- Job -
Convert the entries from the start through the line containing "negative clicks: (851, 664)" into a JSON list of strings, one string per line, leaving out blank lines.

- Raw data -
*** Block opens ***
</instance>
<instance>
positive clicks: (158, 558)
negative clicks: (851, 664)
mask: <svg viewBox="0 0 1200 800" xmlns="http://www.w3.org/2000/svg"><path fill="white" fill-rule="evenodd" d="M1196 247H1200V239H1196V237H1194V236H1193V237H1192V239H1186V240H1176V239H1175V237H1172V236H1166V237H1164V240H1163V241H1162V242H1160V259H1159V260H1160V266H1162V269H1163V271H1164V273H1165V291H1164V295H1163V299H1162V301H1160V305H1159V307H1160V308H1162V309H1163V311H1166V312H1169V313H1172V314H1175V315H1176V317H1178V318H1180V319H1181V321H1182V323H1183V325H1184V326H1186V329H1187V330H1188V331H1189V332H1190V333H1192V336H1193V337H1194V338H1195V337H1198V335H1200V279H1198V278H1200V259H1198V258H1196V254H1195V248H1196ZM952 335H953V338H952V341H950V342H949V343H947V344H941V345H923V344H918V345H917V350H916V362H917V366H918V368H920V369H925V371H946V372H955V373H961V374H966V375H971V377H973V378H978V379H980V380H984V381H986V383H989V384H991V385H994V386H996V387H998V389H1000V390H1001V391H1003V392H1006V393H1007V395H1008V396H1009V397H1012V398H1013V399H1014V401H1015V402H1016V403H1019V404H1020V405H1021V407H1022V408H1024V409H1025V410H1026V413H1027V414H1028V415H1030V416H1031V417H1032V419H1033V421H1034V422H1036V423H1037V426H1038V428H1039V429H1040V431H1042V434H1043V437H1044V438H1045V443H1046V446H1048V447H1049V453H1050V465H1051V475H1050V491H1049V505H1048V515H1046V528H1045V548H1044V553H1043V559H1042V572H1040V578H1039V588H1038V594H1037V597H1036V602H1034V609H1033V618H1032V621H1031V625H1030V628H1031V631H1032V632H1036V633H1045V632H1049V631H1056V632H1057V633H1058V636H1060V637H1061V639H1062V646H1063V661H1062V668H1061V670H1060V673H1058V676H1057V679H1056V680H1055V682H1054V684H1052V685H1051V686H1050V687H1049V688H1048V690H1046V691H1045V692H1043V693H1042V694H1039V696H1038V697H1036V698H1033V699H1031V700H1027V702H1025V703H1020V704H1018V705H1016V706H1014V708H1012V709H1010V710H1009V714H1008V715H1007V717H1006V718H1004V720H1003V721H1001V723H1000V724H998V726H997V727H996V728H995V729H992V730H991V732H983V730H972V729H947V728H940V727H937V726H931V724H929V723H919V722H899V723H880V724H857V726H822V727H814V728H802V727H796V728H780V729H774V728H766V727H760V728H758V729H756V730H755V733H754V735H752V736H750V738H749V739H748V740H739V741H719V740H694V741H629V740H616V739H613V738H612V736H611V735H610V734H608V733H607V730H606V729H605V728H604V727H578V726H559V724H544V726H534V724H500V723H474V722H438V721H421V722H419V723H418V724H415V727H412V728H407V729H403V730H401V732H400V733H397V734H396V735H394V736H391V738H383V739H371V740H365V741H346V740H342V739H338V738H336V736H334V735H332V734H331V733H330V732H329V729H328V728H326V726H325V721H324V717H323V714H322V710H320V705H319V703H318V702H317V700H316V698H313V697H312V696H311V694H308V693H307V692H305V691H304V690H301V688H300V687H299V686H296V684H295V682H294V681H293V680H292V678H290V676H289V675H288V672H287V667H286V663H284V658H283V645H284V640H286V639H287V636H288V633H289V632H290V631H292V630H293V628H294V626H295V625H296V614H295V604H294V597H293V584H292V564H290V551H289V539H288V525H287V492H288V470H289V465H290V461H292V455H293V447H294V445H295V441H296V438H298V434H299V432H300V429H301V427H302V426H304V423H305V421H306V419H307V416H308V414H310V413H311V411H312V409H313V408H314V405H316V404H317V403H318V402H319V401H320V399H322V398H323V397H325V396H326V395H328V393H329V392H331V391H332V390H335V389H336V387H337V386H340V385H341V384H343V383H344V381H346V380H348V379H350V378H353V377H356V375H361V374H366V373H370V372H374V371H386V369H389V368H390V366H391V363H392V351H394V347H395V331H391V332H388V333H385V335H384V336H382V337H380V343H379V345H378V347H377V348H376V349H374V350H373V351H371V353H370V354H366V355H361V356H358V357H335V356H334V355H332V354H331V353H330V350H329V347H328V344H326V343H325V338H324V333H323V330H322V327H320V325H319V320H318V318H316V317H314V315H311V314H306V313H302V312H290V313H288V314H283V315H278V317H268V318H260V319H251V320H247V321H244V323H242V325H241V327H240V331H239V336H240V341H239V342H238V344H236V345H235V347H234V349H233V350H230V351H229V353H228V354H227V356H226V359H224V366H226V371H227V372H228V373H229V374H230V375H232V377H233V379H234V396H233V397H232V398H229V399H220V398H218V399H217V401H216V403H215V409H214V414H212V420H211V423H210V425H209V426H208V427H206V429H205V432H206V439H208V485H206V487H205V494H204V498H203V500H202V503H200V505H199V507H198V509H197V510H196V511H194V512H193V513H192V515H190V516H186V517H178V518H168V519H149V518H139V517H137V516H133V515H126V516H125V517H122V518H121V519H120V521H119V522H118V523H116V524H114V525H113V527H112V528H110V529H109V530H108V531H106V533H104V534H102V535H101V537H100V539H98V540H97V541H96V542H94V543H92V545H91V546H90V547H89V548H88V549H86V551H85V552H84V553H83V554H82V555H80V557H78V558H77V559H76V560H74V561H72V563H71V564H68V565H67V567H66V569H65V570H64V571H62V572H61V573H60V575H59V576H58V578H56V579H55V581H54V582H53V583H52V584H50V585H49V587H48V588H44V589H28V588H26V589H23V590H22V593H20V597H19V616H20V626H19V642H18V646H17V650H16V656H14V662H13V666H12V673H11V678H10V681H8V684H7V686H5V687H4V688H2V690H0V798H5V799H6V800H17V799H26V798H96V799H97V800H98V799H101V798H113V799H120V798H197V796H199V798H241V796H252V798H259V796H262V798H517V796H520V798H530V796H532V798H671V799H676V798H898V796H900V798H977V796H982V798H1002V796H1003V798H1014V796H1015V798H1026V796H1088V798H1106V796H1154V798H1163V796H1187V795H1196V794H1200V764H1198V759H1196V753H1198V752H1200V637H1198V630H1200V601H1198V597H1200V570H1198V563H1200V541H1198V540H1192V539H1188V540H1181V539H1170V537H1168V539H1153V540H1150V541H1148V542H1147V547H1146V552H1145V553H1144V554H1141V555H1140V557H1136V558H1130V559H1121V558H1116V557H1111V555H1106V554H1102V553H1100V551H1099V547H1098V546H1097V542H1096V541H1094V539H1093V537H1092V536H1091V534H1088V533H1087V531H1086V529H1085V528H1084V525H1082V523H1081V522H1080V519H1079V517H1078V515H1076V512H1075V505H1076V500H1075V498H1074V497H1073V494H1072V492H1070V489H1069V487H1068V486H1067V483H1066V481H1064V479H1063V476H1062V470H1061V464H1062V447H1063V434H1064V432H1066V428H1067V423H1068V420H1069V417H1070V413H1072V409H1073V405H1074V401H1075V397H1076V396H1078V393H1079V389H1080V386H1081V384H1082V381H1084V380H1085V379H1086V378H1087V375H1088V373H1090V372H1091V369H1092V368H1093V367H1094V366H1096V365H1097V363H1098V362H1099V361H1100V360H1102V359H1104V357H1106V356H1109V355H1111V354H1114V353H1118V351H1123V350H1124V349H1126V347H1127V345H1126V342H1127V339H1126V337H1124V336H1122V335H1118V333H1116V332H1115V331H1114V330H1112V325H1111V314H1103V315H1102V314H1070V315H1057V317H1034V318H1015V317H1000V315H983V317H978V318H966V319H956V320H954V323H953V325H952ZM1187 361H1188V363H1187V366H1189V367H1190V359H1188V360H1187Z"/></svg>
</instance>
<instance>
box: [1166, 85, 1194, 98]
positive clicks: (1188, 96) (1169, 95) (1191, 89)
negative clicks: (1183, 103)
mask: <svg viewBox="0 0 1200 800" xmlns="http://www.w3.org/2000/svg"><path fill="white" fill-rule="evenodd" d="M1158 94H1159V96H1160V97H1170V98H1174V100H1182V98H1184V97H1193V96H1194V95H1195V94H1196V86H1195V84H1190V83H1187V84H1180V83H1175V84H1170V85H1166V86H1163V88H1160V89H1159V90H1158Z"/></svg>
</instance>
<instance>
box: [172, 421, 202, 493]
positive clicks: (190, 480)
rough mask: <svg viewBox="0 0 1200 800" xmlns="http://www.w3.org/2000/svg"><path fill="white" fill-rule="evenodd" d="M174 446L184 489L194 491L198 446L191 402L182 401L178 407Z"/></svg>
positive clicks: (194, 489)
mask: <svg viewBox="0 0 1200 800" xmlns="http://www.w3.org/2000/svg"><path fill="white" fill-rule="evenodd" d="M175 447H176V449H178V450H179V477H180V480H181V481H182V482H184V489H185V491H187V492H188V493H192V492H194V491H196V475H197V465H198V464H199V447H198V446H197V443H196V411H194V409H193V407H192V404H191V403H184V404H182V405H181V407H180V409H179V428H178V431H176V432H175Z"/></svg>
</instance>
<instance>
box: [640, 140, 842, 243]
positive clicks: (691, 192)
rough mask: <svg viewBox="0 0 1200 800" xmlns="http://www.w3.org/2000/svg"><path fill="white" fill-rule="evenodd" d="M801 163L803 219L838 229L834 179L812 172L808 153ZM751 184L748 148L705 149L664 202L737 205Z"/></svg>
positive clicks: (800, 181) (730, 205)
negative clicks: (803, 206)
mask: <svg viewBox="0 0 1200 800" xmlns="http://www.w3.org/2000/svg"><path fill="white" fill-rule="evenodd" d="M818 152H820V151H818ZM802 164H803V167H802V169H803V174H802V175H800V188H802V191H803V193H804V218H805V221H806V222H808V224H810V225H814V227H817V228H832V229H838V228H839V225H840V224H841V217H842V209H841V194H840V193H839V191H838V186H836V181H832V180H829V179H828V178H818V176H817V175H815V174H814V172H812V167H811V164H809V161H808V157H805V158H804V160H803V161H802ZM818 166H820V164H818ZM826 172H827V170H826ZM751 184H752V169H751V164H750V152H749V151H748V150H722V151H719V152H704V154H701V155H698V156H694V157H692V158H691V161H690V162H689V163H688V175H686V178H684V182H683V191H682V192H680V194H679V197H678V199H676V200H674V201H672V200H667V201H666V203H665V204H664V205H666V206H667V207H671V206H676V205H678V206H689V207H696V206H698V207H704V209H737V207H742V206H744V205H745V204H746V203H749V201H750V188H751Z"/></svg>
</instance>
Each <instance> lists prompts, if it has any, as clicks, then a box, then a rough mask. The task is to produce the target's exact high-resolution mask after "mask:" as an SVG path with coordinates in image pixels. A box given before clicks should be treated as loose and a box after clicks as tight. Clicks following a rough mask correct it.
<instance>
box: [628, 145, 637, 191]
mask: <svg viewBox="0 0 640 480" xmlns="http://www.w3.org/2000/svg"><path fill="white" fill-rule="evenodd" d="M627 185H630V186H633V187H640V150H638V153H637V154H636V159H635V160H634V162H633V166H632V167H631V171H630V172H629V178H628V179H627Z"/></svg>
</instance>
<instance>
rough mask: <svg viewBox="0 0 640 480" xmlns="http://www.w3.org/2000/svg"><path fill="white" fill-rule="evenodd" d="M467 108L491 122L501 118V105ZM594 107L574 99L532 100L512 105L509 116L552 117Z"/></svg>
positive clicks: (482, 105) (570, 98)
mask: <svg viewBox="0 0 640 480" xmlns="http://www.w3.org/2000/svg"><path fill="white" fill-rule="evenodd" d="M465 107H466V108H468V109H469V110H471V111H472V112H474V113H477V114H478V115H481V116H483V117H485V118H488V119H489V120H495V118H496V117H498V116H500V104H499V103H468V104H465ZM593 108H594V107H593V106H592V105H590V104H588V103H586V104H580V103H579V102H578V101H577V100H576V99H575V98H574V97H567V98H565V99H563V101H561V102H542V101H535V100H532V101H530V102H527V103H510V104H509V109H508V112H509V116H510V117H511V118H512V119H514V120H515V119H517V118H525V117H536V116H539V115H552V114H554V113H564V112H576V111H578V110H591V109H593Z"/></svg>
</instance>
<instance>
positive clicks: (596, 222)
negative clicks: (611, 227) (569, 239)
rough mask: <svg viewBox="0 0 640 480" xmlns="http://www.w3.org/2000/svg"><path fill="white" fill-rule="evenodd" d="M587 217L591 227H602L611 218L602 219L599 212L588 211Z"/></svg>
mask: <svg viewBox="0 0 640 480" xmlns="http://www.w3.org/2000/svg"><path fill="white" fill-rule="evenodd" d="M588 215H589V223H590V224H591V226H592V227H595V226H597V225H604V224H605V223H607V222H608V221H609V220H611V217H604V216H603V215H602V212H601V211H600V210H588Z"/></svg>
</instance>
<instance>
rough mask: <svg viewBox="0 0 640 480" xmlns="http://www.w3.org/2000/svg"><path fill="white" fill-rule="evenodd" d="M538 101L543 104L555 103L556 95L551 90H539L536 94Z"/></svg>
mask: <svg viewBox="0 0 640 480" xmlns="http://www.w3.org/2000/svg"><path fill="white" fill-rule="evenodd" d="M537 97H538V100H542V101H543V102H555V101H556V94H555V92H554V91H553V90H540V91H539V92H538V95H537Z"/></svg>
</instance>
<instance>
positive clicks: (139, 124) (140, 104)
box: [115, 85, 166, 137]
*** Block closes ***
- Your response -
[
  "</instance>",
  "<instance>",
  "positive clicks: (158, 558)",
  "negative clicks: (851, 664)"
]